## Aim of the task
Write out all the material verbatim, line by line.
_ _ _ _ _
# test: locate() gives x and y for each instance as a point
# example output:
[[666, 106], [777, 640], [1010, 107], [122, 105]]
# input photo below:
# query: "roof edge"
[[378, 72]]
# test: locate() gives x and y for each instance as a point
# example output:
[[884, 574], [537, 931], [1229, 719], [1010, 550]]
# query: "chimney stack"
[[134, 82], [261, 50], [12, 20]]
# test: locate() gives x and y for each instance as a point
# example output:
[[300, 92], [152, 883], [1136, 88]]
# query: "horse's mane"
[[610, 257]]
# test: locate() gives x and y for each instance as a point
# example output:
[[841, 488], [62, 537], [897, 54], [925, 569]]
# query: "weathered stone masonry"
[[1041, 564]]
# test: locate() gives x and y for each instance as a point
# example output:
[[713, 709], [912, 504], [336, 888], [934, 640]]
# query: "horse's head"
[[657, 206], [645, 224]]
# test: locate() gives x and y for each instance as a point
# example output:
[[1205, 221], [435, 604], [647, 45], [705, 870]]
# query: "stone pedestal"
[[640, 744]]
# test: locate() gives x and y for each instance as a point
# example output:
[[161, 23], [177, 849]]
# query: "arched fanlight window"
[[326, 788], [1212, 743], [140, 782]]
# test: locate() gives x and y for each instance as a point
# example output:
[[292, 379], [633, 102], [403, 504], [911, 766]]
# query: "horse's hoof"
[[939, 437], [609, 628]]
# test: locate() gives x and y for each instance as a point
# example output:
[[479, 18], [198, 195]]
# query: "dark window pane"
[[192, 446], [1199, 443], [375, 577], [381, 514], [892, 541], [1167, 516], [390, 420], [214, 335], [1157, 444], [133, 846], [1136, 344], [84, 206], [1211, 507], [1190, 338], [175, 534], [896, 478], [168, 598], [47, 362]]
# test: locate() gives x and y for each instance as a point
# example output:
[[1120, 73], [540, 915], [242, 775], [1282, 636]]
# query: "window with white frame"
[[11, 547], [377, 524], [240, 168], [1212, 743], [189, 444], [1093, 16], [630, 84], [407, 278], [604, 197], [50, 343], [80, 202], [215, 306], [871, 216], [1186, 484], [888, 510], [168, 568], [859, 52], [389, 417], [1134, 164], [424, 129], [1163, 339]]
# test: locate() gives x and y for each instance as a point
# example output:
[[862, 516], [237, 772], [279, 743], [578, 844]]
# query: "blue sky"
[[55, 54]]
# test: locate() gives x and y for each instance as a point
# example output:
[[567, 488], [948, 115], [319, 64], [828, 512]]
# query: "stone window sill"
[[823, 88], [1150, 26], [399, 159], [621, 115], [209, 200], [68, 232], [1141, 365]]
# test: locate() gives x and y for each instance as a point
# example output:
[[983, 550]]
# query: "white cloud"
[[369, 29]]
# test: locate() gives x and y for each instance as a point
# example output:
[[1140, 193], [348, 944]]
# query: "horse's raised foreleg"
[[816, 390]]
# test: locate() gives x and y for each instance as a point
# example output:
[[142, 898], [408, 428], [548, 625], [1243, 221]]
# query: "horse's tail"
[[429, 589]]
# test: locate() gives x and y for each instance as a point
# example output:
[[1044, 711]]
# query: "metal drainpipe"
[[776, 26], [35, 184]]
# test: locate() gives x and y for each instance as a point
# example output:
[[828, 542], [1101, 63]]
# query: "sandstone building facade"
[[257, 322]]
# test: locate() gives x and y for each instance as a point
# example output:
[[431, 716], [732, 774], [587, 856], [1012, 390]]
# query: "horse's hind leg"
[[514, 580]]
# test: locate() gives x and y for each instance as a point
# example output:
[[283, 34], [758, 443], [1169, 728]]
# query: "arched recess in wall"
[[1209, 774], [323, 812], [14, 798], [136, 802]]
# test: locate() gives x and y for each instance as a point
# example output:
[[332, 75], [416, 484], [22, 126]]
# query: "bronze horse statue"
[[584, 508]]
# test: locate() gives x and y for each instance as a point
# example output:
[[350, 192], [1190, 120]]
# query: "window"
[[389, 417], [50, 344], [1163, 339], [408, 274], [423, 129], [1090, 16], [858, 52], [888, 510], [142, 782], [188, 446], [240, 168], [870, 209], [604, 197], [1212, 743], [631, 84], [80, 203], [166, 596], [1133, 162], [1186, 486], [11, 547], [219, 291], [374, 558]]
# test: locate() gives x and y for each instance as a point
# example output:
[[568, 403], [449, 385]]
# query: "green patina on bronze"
_ _ _ _ _
## Solution to this exercise
# test: locate() gives x and y for each instance as a point
# example output:
[[666, 106], [777, 640], [1010, 107], [122, 105]]
# input photo below:
# query: "roof edge"
[[378, 72]]
# test: locate() gives x and y for each instance as a point
# example output:
[[884, 574], [537, 931], [1229, 719], [1010, 550]]
# query: "chimney stack"
[[134, 82], [261, 50], [12, 20]]
# test: locate() gives x and y for each instance as a point
# example output:
[[300, 92], [152, 883], [1136, 88]]
# query: "horse's mane"
[[610, 257]]
# test: locate() gives x and y for each instance as a point
# example output:
[[841, 488], [62, 537], [897, 54], [925, 569]]
# query: "weathered stone masonry"
[[1041, 564]]
# test: locate() gives x and y for each instance as a point
# example output:
[[713, 709], [912, 504], [336, 888], [934, 640]]
# query: "horse's head"
[[657, 206], [645, 224]]
# test: locate() gives x and y for each instance as a point
# example output:
[[1205, 221], [435, 604], [647, 45], [705, 870]]
# query: "stone pedestal"
[[640, 744]]
# test: locate() gives x and y for each instance as a point
# example output:
[[161, 23], [177, 849]]
# query: "arched fanlight window"
[[326, 788], [1212, 743], [140, 782]]
# test: locate() gives x and y for each instance as a point
# example output:
[[292, 379], [633, 102], [403, 504], [911, 766]]
# query: "horse's hoof"
[[939, 437], [609, 628]]
# test: locate() gives x and y for each instance as a point
# example output:
[[479, 18], [198, 195]]
# query: "dark window pane"
[[192, 446], [1199, 443], [375, 577], [381, 514], [892, 541], [1167, 516], [390, 420], [214, 335], [1157, 444], [133, 846], [1136, 344], [84, 206], [1211, 507], [1190, 338], [175, 534], [896, 478], [168, 598], [47, 362]]
# test: locate() gives x and y for each instance as a point
# example output:
[[1120, 73], [540, 915], [242, 775], [1282, 636]]
# query: "window with white frame"
[[11, 547], [377, 524], [240, 168], [1212, 743], [189, 444], [1093, 16], [630, 84], [407, 278], [604, 197], [50, 343], [80, 202], [215, 306], [871, 216], [1186, 484], [888, 510], [168, 568], [859, 52], [389, 417], [1134, 164], [424, 129], [1163, 339]]
# test: locate() gives x and y for each instance as a point
# example output:
[[862, 516], [237, 772], [279, 743], [578, 844]]
# query: "blue sky"
[[55, 54]]
# test: locate() gives x and y for each instance as a point
# example output:
[[567, 488], [948, 115], [319, 64], [828, 512]]
# query: "stone window sill"
[[823, 88], [1150, 26], [399, 159], [621, 115], [209, 200], [68, 232], [1141, 365]]
# test: locate() gives x and y for each instance as a point
# example output:
[[983, 550]]
# query: "white cloud"
[[369, 29]]
# test: locate() gives x and y for each instance as a point
# example output:
[[1140, 193], [348, 944]]
# query: "horse's raised foreleg"
[[816, 390]]
# test: locate() gives x and y for each instance as a point
# example output:
[[142, 898], [408, 428], [548, 625], [1243, 221]]
# query: "horse's tail"
[[429, 589]]
# test: locate() gives x and y for each instance as a point
# example output:
[[1044, 711]]
# query: "metal drainpipe"
[[776, 26], [35, 184]]
# test: locate() gives x and y for each instance as a point
# example output:
[[828, 542], [1101, 63]]
# query: "sandstone building facade"
[[257, 322]]
# test: locate() gives x and y for each instance as a point
# example output:
[[431, 716], [732, 774], [587, 856], [1012, 390]]
# query: "horse's hind leg"
[[514, 580]]
# test: locate() gives x and y for each instance as a point
# example output:
[[283, 34], [758, 443], [1169, 728]]
# query: "arched recess in wall"
[[1209, 774], [323, 812], [14, 798], [136, 802]]
# test: locate() gives x and y for each instance as a point
# example output:
[[332, 75], [416, 484], [22, 126]]
# query: "bronze horse statue"
[[584, 508]]
# test: locate() gives x and y for each instance as a point
# example output:
[[350, 192], [1190, 120]]
# query: "window"
[[389, 417], [50, 344], [1163, 339], [408, 274], [423, 129], [1090, 16], [858, 52], [888, 510], [142, 782], [188, 446], [240, 168], [870, 209], [604, 197], [1212, 743], [631, 84], [80, 203], [166, 596], [1133, 162], [1186, 486], [11, 547], [219, 291], [374, 558]]
# test: locate() gives x and y for each instance as a point
# example output:
[[568, 403], [449, 385]]
# query: "green patina on bronze"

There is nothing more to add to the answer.